Retype each record exactly.

'''

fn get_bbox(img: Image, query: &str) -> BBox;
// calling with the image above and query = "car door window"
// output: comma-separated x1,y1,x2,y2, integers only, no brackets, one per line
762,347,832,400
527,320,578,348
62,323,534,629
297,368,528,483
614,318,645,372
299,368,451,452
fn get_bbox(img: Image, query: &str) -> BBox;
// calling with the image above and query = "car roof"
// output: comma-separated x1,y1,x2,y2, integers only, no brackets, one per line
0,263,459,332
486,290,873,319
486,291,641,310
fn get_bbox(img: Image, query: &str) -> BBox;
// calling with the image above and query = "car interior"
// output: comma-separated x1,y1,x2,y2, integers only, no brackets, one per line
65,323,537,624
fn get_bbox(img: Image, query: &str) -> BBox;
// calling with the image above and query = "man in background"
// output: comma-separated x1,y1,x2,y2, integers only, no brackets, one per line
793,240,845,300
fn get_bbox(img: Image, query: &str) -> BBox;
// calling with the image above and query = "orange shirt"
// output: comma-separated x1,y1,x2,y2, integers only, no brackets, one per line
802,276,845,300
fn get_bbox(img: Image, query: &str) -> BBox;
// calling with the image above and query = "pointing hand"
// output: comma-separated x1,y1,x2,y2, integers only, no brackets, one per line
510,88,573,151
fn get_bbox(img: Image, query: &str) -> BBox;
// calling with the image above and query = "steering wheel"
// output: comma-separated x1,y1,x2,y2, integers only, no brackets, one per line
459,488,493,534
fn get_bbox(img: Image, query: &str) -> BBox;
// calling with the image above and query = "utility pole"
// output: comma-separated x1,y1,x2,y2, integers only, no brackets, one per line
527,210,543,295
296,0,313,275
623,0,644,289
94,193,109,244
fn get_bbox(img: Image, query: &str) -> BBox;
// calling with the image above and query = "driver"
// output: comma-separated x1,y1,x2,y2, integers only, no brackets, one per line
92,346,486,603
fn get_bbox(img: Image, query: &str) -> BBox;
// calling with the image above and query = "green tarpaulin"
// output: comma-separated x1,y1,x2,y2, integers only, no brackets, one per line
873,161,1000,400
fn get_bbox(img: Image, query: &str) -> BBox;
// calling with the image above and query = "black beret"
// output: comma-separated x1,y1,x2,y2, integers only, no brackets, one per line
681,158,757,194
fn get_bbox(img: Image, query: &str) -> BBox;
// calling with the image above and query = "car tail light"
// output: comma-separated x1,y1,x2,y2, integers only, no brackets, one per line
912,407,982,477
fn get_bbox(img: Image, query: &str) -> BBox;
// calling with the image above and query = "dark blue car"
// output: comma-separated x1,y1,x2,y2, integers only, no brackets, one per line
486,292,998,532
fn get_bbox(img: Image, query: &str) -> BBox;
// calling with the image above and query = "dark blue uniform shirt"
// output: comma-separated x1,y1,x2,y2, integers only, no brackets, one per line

'''

> _Output of the exercise_:
fn get_bbox(img: Image, query: &str) -> BBox;
// calling with the image above and query = "car door window"
// output: comma-separated x1,y1,x2,y2, integers only, no brackets, one per line
762,347,832,400
527,320,578,348
62,323,534,629
297,368,528,483
614,318,645,372
299,368,451,452
fn get_bbox(img: Image, query: &str) -> BBox;
// calling with the image above and query = "car roof"
// output: comma-separated x1,y1,x2,y2, integers only, no brackets, one per line
0,263,459,332
486,290,873,319
486,291,641,310
fn get_bbox(img: Image, query: &str) -> BBox;
// calling with the image above and query = "car interior"
// output: comma-separated x1,y1,x2,y2, integers only, no brackets, one per line
65,323,537,624
fn get_bbox(img: Image, query: &str) -> BBox;
// calling with the image above and query = "man in background"
// output: comma-separated x1,y1,x2,y2, integers only, no brackets, one per line
793,240,845,300
fn get_bbox(img: Image, query: &str) -> BBox;
// calling with the image above and query = "orange shirt"
// output: comma-separated x1,y1,x2,y2, integers only, no brackets, one per line
802,276,845,300
fn get_bbox(img: Image, query: &str) -> BBox;
// calling with the image above and query = "pointing hand"
// output: comma-separated x1,y1,x2,y2, integers only, no brackets, one per line
510,88,573,151
fn get_bbox(img: Image, query: &str) -> BBox;
// calling with the image above and query = "steering wheel"
// output: comma-separated x1,y1,x2,y2, integers only, no brackets, one per line
459,488,493,534
fn get_bbox(img: Image, query: &str) -> BBox;
// calling with the image above and query = "utility pole"
// output: comma-separated x1,y1,x2,y2, integers only, no brackets, one per line
527,210,543,295
296,0,313,275
623,0,644,289
94,193,109,244
fn get_bbox(img: Image, query: &str) -> BBox;
// calling with the image above and query = "driver"
// output: comma-separated x1,y1,x2,y2, integers only, no brackets, one per line
92,346,486,603
fn get_bbox(img: Image, query: &str) -> BBox;
// calling with the image above and query = "green tarpaulin"
// output: comma-separated x1,y1,x2,y2, integers only, no brackets, one per line
873,161,1000,400
fn get_bbox(img: Image, query: &str) -> BBox;
// calling with the image above and query = "black beret"
// output: comma-separated x1,y1,x2,y2, integers only, no brackets, one per line
681,158,757,194
fn get_bbox(img: Image, query: &str) -> BBox;
// calling with the image above and query = "car tail light"
// output: comma-separated x1,y1,x2,y2, integers only, no brackets, one per line
912,407,982,477
fn get_bbox(img: Image, query: &str) -> BBox;
// calling with the image above and query = "dark blue car"
// output: comma-separated x1,y1,x2,y2, integers only, no brackets, one per line
486,292,998,532
fn get_bbox(img: Image, query: &str) -> BBox;
// calling with the image above and query = "dark blue uniform shirt"
// output: comma-separated x1,y1,x2,y2, integers only, no brackets, one per line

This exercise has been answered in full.